Friday, August 15, 2014

A Painfully Slow Ebola Response

The outbreak of the Ebola virus in West Africa appears more out of control than ever. By Friday, the virus had infected more than 2,000 people in four countries and had killed more than half of them. The World Health Organization, which snoozed on the sidelines for months after the outbreak was first identified in March, has issued increasingly frantic warnings in recent days. On Aug. 8, it declared the spread of the virus “a public health emergency of international concern.” On Thursday, it warned that the reported numbers of people killed or sickened by the virus may “vastly underestimate the magnitude of the outbreak” because many sick people escape detection. The next day, it said that patients flooding into newly opened treatment centers were filling beds faster than they could be provided.
The current cases, like other Ebola outbreaks in past decades, are a regional problem that must be fought primarily by local African governments, which understand the cultural practices that foster the spread of the virus and inhibit patients from seeking help. This outbreak poses little or no danger to the United States or Europe. Unfortunately, the three countries most affected — Guinea, Liberia and Sierra Leone — are among the poorest and most war-racked in the world and have very weak health care systems. They desperately need help in organizing their responses.
The W.H.O. should be filling that role, but it has been shamefully slow. Its regional office for Africa, which should have acted first, is ineffective, politicized, and poorly managed, with staff members who are often incompetent, according to international health experts familiar with its operations. The central office of the W.H.O. in Geneva has belatedly tried to pick up the slack but is hampered by large self-imposed budget cuts, accompanied by a loss of talented professionals in its programs to control such outbreaks. These shortsighted cuts will need to be restored, perhaps by sacrificing less important items, to ensure that the next time there is an Ebola outbreak the agency can jump into action. The World Bank has said it plans to contribute up to $200 million to the fight.
There is still no drug or vaccine that has been proved safe and effective in human clinical trials, but progress is being made in pushing promising candidates forward. Two Ebola vaccines could begin initial safety testing in people as early as next month, and a drug has been judged safe enough to test in humans who are already infected. Even if these or other medicines prove effective, which is by no means a certainty, no one expects them to curb this outbreak. The goal is to find weapons to use when the next epidemic breaks out.
The battle against the Ebola virus in West Africa has been waged primarily by two nongovernmental health organizations with great experience in dealing with international health crises, namely Médecins Sans Frontières (a.k.a., Doctors Without Borders) and Samaritan’s Purse. Both have warned that their resources are stretched to the limit, their people are tiring and they can’t do much more. Samaritan’s Purse suspended its clinical care activities after an American doctor and a missionary from North Carolina were infected, given an untested drug, and brought back to this country for treatment.
The United States government has belatedly stepped in to provide help. The Centers for Disease Control and Prevention has sent 55 experts, backed by more than 300 at its Atlanta headquarters, to help the afflicted countries strengthen their systems to detect outbreaks and to trace, isolate and treat infected people. That is an unusually large effort by the agency, but its staff in the field will be spread thinly. The Agency for International Development is contributing more than $27 million to coordinate planning and logistics and pay for equipment and public awareness campaigns. The Defense Department has a small group of military and civilian personnel in Liberia and has set up diagnostic laboratories in that country and Sierra Leone. It could presumably do a lot more if it is not too distracted by its operations in Iraq and Syria.
The big unanswered question is who will be available to provide hands-on care as the number of cases continues to mount. Even without an effective drug, prompt supportive care — such as keeping patients hydrated, maintaining their blood pressure and treating any complicating infections — can keep patients alive who would otherwise die. The bulk of the health care workers will presumably have to come from the afflicted countries, but they will probably need to be helped by doctors and nurses from abroad. All must be provided with personal protective equipment and trained to recognize and treat a disease that could kill them if they are not careful.

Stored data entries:
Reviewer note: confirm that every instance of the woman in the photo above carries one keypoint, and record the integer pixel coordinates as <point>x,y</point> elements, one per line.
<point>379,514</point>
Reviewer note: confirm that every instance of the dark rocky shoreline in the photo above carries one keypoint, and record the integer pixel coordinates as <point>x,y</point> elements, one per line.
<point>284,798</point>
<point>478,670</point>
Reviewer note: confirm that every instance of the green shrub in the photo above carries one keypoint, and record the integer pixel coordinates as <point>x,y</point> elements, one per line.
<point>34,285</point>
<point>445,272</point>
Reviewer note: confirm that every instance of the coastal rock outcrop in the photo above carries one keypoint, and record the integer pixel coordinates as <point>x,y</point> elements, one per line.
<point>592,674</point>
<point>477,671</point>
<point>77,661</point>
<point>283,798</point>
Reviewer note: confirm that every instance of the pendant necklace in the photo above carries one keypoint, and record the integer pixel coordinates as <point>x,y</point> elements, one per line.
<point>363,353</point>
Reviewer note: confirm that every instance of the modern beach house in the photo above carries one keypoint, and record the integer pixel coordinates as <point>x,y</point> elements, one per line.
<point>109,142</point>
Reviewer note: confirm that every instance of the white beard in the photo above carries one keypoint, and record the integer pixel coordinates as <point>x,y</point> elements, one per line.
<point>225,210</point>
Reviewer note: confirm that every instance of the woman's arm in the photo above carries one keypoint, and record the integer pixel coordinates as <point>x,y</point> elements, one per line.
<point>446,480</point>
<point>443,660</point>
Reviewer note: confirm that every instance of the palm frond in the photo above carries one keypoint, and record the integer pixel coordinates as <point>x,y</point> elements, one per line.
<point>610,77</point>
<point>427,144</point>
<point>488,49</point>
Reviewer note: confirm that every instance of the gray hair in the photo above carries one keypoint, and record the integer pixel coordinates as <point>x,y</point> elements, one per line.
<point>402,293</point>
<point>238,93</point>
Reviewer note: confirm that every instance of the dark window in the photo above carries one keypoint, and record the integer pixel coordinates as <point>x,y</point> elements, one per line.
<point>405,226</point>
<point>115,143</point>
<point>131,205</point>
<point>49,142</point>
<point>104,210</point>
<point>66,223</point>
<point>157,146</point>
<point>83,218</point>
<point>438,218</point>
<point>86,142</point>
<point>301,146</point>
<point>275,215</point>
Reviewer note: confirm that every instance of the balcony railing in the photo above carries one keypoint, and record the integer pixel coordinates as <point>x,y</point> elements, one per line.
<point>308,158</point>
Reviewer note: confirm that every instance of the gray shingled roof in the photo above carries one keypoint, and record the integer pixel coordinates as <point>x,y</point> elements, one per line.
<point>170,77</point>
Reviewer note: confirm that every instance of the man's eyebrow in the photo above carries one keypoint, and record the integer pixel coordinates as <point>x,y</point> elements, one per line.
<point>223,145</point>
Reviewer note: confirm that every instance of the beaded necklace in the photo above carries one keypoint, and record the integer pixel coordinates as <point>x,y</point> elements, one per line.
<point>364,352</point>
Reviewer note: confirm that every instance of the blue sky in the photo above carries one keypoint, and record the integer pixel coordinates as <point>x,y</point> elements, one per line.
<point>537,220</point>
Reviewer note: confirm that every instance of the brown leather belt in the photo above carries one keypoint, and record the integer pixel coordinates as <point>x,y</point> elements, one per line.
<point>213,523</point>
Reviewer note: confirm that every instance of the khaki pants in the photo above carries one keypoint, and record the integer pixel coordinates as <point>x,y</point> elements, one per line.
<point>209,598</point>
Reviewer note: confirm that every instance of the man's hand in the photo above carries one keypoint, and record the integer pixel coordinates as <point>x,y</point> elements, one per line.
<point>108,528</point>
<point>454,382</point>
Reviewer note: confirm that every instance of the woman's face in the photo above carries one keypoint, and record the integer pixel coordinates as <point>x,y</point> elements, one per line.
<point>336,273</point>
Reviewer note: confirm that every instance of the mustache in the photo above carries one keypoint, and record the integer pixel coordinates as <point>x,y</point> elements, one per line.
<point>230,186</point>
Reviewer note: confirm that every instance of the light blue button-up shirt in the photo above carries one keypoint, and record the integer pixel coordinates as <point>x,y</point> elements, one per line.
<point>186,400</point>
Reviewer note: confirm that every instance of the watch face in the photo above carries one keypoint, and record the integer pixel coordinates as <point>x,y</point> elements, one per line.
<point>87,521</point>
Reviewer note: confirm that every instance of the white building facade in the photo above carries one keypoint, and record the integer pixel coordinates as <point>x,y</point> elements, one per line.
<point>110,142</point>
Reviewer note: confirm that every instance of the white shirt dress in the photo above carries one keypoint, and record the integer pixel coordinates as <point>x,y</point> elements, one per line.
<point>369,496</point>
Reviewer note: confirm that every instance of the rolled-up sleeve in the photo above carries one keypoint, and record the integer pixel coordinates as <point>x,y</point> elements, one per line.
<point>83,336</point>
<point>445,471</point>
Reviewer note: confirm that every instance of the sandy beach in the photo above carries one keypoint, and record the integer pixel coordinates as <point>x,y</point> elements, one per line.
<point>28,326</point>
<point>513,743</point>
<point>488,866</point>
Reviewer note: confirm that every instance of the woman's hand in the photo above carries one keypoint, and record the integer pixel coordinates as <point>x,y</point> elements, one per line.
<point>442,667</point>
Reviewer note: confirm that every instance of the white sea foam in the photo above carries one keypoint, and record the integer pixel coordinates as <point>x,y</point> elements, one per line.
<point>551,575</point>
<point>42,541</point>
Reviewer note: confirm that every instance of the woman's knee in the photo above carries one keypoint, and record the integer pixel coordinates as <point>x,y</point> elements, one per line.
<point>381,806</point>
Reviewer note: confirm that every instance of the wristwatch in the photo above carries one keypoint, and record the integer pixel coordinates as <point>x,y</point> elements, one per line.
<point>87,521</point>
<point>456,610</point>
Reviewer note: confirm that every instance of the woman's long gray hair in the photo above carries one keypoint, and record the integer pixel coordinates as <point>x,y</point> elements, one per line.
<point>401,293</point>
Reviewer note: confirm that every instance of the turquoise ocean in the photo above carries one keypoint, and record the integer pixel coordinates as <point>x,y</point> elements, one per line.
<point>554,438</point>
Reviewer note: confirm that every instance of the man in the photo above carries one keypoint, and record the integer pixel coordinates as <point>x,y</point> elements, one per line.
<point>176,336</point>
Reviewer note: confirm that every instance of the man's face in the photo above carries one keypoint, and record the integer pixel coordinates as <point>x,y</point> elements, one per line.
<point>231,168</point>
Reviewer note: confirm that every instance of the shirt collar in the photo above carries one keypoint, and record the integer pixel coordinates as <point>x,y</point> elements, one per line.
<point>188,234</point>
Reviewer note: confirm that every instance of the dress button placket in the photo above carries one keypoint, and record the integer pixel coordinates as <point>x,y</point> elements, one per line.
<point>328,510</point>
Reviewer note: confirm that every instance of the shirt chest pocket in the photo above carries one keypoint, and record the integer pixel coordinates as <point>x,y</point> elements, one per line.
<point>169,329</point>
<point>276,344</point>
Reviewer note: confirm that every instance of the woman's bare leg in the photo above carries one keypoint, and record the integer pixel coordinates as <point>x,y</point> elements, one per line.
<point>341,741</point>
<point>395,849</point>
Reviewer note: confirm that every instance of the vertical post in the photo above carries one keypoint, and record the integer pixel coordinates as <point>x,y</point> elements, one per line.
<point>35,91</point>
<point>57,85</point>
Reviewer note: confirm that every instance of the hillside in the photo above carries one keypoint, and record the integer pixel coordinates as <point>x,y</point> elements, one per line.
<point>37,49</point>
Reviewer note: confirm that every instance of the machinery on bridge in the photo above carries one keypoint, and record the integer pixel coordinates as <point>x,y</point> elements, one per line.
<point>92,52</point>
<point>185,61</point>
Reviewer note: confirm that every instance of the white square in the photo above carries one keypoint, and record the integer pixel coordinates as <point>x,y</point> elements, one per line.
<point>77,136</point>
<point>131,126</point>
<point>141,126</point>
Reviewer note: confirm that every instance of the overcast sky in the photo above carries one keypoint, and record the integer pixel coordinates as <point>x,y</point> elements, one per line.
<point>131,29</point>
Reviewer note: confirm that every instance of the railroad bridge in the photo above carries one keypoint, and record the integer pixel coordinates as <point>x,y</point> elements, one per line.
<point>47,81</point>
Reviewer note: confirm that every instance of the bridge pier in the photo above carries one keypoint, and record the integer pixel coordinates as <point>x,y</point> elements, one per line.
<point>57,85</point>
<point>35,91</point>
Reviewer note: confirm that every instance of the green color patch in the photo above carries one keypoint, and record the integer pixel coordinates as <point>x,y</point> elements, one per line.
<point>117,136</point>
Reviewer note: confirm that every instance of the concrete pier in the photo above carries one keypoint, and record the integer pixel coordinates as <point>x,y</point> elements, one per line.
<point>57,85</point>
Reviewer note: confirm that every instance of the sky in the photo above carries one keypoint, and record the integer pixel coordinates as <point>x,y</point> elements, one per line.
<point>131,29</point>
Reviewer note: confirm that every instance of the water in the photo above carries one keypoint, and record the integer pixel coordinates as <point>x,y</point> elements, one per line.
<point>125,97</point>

#### EXERCISE BRIEF:
Decide whether each statement below agrees with the text on the Ebola response, answering yes or no and quoting the words of the text that settle it. 1. The World Bank plans to put up to $200 million toward fighting the outbreak. 2. The Centers for Disease Control and Prevention has sent more than 300 experts to the afflicted countries. 3. The outbreak poses a serious danger to the United States.

#### SOLUTION:
1. Yes: "The World Bank has said it plans to contribute up to $200 million to the fight."
2. No: "The Centers for Disease Control and Prevention has sent 55 experts, backed by more than 300 at its Atlanta headquarters"
3. No: "This outbreak poses little or no danger to the United States or Europe."